Task to carry out ->
Rewrite every line between the line holding "Could you point out the girl's thumb" and the end of the records, inclusive. Multiply only the answer coordinates by 0.95 and round them to whole numbers, with halves rounded up. Leave all other lines unchanged, including their sample coordinates.

── Supplied entries ──

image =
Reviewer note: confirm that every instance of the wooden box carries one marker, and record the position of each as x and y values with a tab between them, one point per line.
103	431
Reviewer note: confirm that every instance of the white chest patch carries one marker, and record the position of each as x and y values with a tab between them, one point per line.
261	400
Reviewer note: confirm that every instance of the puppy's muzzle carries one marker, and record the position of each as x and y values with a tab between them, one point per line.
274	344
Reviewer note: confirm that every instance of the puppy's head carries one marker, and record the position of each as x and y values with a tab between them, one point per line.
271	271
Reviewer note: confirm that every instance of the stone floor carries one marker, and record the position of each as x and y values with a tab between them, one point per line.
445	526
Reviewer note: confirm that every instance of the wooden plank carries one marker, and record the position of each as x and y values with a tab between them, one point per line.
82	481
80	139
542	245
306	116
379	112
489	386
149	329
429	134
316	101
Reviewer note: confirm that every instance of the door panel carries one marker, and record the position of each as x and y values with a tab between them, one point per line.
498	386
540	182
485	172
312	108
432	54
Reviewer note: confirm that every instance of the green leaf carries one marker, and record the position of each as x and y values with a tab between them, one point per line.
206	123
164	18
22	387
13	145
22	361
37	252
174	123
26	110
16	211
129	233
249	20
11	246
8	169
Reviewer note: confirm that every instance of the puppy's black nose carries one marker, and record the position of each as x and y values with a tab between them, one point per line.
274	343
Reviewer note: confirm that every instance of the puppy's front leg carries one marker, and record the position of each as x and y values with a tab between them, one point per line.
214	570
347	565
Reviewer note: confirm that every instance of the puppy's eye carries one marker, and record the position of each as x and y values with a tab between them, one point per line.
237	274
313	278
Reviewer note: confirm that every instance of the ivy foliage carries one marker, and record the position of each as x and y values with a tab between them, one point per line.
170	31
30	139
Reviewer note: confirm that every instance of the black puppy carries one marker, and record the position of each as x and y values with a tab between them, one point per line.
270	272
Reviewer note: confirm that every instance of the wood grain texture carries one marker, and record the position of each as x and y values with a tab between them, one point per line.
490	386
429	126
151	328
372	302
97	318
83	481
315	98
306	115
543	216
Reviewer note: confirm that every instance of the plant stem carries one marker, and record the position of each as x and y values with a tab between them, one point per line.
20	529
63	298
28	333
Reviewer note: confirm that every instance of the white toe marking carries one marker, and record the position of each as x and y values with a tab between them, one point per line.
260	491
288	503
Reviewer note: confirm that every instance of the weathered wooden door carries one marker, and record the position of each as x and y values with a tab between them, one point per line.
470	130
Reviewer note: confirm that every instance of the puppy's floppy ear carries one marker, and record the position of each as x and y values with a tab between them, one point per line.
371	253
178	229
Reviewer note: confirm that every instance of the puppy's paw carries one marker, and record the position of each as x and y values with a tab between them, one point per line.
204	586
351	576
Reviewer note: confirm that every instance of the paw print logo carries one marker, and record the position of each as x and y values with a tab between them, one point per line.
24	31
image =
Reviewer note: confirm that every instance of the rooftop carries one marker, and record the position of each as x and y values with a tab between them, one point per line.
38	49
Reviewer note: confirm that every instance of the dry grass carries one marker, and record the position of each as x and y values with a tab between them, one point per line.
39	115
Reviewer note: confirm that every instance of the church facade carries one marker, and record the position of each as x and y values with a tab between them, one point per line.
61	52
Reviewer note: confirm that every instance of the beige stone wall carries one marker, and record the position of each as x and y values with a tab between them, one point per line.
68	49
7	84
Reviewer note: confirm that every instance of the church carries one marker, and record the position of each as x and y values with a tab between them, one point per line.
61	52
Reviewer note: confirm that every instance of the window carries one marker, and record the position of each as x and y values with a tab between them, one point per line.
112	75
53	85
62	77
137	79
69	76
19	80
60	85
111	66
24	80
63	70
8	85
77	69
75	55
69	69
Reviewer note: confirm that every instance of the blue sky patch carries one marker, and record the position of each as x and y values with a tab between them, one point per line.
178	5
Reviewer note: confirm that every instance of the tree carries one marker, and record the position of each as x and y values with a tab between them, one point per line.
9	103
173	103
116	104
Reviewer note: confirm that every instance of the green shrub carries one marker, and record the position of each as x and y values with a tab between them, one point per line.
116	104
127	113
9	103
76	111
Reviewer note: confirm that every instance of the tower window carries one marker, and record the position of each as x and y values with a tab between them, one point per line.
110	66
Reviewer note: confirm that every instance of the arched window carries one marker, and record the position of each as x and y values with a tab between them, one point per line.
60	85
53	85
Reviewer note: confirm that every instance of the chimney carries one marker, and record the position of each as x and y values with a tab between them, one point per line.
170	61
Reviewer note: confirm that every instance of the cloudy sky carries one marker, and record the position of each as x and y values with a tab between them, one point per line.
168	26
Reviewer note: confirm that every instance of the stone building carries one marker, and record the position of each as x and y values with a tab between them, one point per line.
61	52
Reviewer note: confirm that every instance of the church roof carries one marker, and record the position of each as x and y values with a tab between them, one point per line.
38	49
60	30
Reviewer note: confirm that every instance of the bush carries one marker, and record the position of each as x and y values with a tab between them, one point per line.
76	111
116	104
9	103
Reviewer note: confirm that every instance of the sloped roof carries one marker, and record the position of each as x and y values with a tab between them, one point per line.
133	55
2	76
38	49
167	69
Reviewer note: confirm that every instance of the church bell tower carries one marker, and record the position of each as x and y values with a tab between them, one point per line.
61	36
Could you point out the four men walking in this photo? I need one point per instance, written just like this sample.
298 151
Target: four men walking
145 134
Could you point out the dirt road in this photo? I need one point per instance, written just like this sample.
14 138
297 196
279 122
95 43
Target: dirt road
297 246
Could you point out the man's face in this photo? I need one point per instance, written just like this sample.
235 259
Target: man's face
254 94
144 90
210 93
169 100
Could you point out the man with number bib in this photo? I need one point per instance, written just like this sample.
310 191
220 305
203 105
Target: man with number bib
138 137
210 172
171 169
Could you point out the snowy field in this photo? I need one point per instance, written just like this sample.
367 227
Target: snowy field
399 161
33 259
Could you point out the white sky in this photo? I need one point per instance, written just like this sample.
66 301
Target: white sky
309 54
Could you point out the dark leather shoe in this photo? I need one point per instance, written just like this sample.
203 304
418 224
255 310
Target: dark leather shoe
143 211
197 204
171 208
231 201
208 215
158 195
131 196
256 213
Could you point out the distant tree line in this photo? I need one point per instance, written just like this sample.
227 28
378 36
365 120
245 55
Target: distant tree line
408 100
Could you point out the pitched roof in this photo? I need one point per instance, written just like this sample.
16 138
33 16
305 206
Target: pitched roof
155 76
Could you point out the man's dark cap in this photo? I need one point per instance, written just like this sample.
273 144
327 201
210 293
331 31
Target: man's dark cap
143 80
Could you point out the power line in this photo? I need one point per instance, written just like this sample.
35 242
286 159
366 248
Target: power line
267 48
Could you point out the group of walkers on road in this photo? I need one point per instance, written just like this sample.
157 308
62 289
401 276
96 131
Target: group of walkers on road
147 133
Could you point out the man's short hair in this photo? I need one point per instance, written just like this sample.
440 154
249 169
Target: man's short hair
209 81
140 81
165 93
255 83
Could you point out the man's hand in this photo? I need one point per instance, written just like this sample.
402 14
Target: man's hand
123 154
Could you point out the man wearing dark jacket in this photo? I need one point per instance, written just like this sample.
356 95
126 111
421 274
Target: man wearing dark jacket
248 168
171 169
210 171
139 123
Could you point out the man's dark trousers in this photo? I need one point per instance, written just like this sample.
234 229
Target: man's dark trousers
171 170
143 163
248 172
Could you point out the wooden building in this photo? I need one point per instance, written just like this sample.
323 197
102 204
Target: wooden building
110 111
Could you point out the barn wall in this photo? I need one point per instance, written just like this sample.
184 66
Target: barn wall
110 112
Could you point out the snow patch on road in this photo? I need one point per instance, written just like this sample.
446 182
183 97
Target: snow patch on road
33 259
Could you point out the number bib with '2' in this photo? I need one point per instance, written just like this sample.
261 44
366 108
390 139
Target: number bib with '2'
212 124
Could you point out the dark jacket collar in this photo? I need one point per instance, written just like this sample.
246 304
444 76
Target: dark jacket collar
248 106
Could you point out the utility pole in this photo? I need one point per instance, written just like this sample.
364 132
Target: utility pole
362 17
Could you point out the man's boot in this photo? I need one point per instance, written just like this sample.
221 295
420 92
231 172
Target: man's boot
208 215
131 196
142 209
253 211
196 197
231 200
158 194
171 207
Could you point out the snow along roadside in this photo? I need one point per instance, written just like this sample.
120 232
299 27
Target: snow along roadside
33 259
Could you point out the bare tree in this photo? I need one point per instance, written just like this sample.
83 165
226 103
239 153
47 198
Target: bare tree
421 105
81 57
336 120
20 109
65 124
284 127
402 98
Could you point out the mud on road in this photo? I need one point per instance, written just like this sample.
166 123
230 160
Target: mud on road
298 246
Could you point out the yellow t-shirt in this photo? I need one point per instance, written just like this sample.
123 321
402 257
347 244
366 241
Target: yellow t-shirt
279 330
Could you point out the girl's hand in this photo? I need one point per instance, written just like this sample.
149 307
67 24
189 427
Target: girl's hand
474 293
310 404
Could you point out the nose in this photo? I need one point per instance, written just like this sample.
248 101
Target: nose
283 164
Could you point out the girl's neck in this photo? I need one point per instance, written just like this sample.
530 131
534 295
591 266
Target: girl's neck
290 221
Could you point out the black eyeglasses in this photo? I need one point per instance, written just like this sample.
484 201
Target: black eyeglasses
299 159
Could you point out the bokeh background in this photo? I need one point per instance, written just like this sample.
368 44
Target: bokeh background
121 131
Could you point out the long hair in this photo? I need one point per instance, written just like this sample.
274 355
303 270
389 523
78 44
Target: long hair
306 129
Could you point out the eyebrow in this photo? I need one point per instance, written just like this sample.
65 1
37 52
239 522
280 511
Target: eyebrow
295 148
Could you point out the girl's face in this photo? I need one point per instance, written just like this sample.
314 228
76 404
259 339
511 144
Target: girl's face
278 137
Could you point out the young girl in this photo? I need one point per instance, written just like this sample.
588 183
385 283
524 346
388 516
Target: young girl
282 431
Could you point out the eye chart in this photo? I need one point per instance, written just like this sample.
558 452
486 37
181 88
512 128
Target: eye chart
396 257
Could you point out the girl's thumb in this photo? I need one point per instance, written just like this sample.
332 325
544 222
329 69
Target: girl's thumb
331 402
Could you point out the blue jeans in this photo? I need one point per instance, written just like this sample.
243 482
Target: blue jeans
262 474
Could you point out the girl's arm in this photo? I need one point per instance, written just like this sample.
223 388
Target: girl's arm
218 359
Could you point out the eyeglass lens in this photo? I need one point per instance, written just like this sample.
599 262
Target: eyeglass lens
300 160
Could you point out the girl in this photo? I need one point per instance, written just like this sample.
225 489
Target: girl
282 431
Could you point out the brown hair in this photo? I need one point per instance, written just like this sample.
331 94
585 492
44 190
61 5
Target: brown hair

───

Reply ->
Could you point out the girl's thumb in this photo? I need one point per instance, written just like this sample.
332 325
544 222
329 69
Target: girl's thumb
314 382
Could you point out the blue jeans in this photo? I need one point per instance, written just like this sample.
243 482
Target: blue jeans
249 450
Could you point out the girl's arm in this photo? I need one point per instance, written just like this sample.
223 388
Target: girl's arm
207 341
Could you point out the eyeglass lens in this photo? I need one point per instance, written just like this sample.
599 262
Target: eyeglass lens
285 152
Could you point out the girl in this photo? I need one point per instance, written just like this sample.
225 489
Target: girl
268 409
Could you point out the brown hair in this photo? I need one point per instance, written just like this sample.
331 94
585 492
44 190
61 5
Target: brown hair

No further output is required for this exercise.